St. Hildegard understands that the great work of the Bride of Christ is not unopposed. What Christ suffered in history is renewed in the Church in mystery. She understood that even the teaching authority of the Church, this inestimable gift of the Holy Spirit that safeguards all truth and means of salvation, can at certain moments fall short of upholding and protecting the Gospel. She holds firm that the Holy Spirit has not abandoned the magisterium but she is real about the members of the magisterium. Some fall under the intoxication of an over-sex and over materialized culture and society. Frail men have been given great authority and gifts, but if they lose sight of their frailty, like any other disciple, they too can compromise their ability to stand firm. The ego-inflation, insobriety and gluttony that results diminishes their capacity to exercise the teaching office of the Church, and in extreme cases can lead to total betrayal. Men who ought to be shepherds helping souls discern good and evil, instead become wolves, wolves who promote the very grayness we suffer today. Things that ought to be black and white are all grey and what ought to be true and false is confused.
When this happens, the contemplation of the Bride of Christ struggles to hold fast to her Savior. St. Hildegard does not point fingers or play the blame game. Instead, she advocates for keeping the discipline of the Christian life, a more fervently approach the sacraments, a redoubling of the works of mercy Christ has given her to do and a going ever deeper into personal prayer. This is the secret to surviving in such times - be like a bride who keeps her eyes on the bridegroom no matter what happens. The more hidden the prayer of faith and the works of mercy, the more powerful they are in keeping the Church together and the world from falling apart.

Dataset rows:
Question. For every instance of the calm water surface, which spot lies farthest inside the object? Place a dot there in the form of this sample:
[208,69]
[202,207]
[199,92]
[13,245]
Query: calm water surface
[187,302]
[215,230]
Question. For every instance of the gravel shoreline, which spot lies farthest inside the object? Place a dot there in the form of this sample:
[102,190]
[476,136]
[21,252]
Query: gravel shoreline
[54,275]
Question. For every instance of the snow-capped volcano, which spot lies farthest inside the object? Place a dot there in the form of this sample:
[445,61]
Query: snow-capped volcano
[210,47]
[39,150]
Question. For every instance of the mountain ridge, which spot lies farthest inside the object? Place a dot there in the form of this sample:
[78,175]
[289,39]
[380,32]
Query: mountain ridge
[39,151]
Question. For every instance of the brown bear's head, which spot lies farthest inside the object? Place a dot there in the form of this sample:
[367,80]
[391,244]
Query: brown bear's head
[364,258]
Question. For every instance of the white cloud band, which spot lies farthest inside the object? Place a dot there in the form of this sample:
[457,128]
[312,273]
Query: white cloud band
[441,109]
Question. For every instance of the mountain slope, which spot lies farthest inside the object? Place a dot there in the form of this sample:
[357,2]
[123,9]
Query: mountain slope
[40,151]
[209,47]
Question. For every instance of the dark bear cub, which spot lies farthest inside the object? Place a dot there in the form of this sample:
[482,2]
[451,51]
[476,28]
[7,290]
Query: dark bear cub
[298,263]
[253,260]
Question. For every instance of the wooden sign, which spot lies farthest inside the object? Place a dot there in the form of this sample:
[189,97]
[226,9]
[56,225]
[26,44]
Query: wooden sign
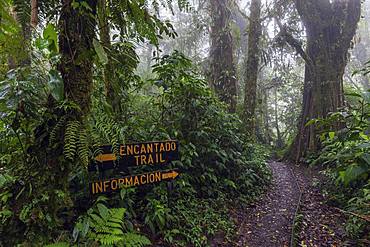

◆ WHAT TO DO: In the text on St. Hildegard, what reason is given for why members of the Church's teaching authority can fall short of upholding the Gospel? Answer in one to three sentences.

◆ THE RESULT: They are frail men who have been given great authority and gifts, and if they lose sight of their frailty, they can compromise their ability to stand firm. The resulting ego-inflation, insobriety and gluttony diminish their capacity to exercise the teaching office, and in extreme cases this can lead to total betrayal.